> Source records:

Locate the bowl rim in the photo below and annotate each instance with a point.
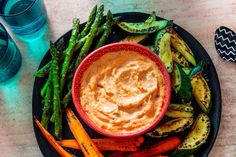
(113, 47)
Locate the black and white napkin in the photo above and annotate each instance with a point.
(225, 43)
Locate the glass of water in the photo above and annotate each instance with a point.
(24, 17)
(10, 57)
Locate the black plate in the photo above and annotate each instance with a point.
(200, 54)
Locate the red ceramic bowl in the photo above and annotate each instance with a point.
(113, 48)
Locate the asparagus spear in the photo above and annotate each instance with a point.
(57, 112)
(89, 22)
(108, 25)
(69, 53)
(67, 98)
(107, 29)
(44, 89)
(43, 71)
(47, 103)
(91, 35)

> What is required: Copy out all of the lines above word for word, omitting the pictures.

> Answer to this exercise:
Locate the bowl rim in the photo below and annotate each instance with a point.
(113, 47)
Locate the black and white napkin in the photo above and annotate each instance with a point.
(225, 43)
Locate the glass of water in the photo above and annotate each instance with a point.
(24, 17)
(10, 57)
Locate the black plate in the photo above and annotate each instance with a point.
(200, 54)
Locate the red ceramic bowl in the photo above and annotate each instance with a point.
(113, 48)
Locate the asparagus spear in the photo above and annotate each instance with a point.
(57, 112)
(89, 22)
(108, 25)
(69, 53)
(67, 98)
(107, 29)
(44, 89)
(43, 71)
(47, 103)
(91, 35)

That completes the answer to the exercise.